▸ **EXERCISE REQUIREMENTS**
Copy all records verbatim.

▸ **DATA EXCERPTS**

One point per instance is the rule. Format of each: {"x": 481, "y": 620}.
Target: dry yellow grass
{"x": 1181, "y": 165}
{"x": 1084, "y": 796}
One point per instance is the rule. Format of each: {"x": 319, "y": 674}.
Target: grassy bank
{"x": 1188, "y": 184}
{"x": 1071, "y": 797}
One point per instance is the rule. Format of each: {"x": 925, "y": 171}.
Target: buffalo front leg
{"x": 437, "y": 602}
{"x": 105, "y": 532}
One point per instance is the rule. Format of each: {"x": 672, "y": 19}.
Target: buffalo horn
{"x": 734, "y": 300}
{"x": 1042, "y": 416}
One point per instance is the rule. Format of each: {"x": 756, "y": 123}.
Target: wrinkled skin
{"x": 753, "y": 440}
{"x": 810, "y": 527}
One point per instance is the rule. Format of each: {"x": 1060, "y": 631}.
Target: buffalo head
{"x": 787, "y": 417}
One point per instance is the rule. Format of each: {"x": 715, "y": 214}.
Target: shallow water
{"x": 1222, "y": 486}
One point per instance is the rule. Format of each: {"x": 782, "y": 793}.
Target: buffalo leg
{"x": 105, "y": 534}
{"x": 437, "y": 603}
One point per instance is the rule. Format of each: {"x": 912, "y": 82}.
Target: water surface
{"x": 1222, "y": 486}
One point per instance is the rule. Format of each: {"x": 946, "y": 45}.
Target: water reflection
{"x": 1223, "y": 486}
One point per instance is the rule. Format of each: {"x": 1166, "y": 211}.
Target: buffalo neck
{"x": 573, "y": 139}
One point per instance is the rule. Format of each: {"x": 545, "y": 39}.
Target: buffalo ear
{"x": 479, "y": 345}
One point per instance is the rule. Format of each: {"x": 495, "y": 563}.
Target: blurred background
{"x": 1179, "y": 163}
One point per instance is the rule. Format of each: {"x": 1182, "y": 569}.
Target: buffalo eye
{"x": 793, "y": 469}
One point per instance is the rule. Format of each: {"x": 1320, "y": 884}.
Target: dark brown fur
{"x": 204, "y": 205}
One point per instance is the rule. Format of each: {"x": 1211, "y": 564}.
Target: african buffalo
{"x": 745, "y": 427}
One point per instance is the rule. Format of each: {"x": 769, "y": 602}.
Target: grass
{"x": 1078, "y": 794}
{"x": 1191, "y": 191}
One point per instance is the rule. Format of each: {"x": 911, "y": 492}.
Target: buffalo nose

▸ **SOLUTION FOR THIS PROBLEM**
One point per instance is the rule. Format of each: {"x": 481, "y": 620}.
Target: dry yellow grass
{"x": 1181, "y": 165}
{"x": 1084, "y": 796}
One point per instance is the rule. Format of each: {"x": 319, "y": 674}.
Target: grassy bank
{"x": 1188, "y": 184}
{"x": 1071, "y": 797}
One point per instance is the rule. Format of each: {"x": 925, "y": 171}.
Target: buffalo front leg
{"x": 437, "y": 602}
{"x": 105, "y": 532}
One point per instance is the rule. Format of each: {"x": 672, "y": 19}.
Target: buffalo horn
{"x": 734, "y": 300}
{"x": 1042, "y": 416}
One point per instance is the rule. Format of each: {"x": 756, "y": 123}.
Target: wrinkled skin
{"x": 753, "y": 440}
{"x": 810, "y": 527}
One point per instance is the rule. Format of each: {"x": 1060, "y": 631}.
Target: buffalo head
{"x": 787, "y": 417}
One point per instance is the rule. Format of each: {"x": 715, "y": 214}.
Target: shallow water
{"x": 1222, "y": 486}
One point per instance is the rule. Format of each: {"x": 782, "y": 793}.
Target: buffalo leg
{"x": 105, "y": 534}
{"x": 437, "y": 603}
One point per instance is the rule. Format of each: {"x": 912, "y": 82}.
Target: water surface
{"x": 1222, "y": 486}
One point per instance is the rule. Format of each: {"x": 946, "y": 45}.
Target: water reflection
{"x": 1223, "y": 486}
One point per instance is the rule. Format of each: {"x": 1166, "y": 211}.
Target: buffalo neck
{"x": 573, "y": 139}
One point per instance is the rule. Format of each: {"x": 545, "y": 39}.
Target: buffalo ear
{"x": 479, "y": 345}
One point per instance is the rule. Format of each: {"x": 495, "y": 563}.
Target: blurred background
{"x": 1179, "y": 163}
One point per instance is the rule. Format of each: {"x": 1182, "y": 569}.
Target: buffalo eye
{"x": 793, "y": 469}
One point per instance is the rule. Format of each: {"x": 1320, "y": 884}.
Target: dark brown fur
{"x": 204, "y": 205}
One point per instance is the rule. Format of each: {"x": 1211, "y": 564}.
Target: african buffalo
{"x": 745, "y": 427}
One point per instance is the rule. Format of each: {"x": 769, "y": 602}.
Target: grass
{"x": 1078, "y": 794}
{"x": 1191, "y": 191}
One point per instance is the rule. Format of each: {"x": 911, "y": 492}.
Target: buffalo nose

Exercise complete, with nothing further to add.